━━━━━ EXTRACTED DATA ━━━━━
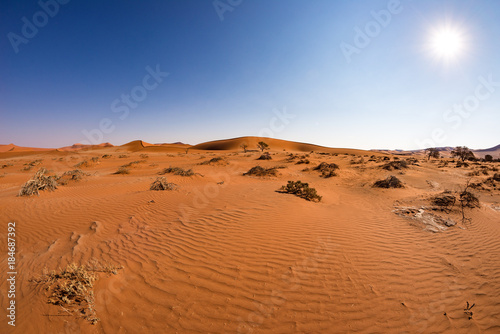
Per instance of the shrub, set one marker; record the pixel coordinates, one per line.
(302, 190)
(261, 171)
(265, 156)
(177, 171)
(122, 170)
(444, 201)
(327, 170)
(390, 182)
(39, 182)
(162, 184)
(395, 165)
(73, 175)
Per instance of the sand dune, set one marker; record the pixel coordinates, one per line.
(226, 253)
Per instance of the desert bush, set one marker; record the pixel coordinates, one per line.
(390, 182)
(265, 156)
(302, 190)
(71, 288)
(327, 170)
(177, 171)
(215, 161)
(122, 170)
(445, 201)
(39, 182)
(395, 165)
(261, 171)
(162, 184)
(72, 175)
━━━━━
━━━━━ EXTRACTED DATA ━━━━━
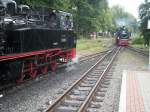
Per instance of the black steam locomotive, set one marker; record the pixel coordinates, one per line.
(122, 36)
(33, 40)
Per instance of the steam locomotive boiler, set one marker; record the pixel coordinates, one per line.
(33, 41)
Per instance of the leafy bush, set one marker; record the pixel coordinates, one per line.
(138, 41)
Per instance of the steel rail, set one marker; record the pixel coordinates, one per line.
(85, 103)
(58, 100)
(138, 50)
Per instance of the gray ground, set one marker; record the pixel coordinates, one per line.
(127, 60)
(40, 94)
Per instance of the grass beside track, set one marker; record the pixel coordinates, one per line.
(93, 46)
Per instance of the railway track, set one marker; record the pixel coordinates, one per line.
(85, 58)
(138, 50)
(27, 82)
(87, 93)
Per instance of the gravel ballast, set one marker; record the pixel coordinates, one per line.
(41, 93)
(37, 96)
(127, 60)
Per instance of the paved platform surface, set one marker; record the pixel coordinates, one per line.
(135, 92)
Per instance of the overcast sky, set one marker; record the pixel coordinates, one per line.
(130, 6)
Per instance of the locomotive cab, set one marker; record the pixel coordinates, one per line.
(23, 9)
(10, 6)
━━━━━
━━━━━ EXTRACTED DATA ━━━━━
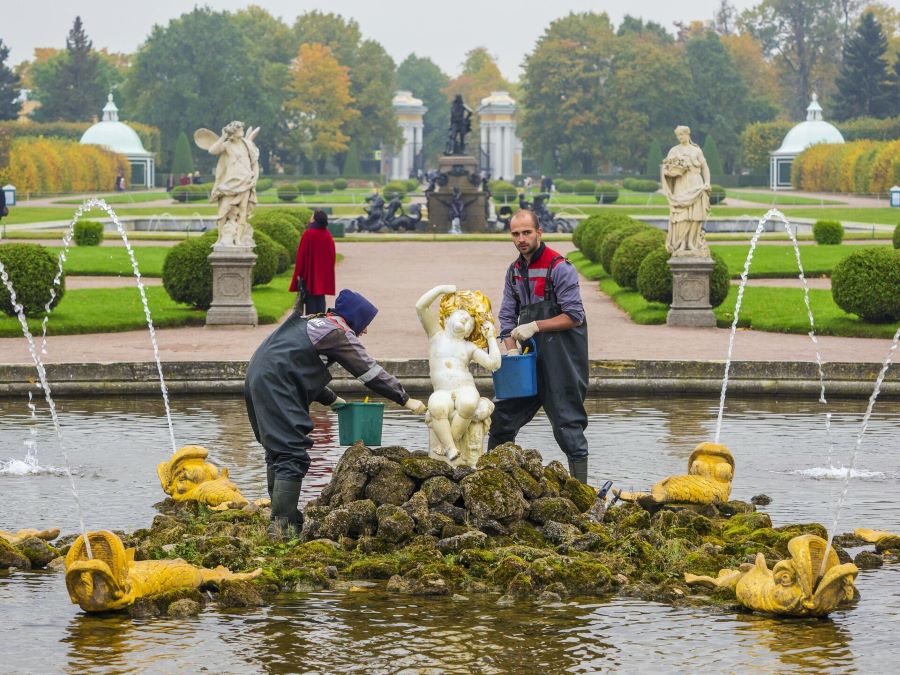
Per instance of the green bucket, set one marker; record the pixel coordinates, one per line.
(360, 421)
━━━━━
How many lines in the items contain the word "steam"? Reply with the number only.

_RESULT_:
2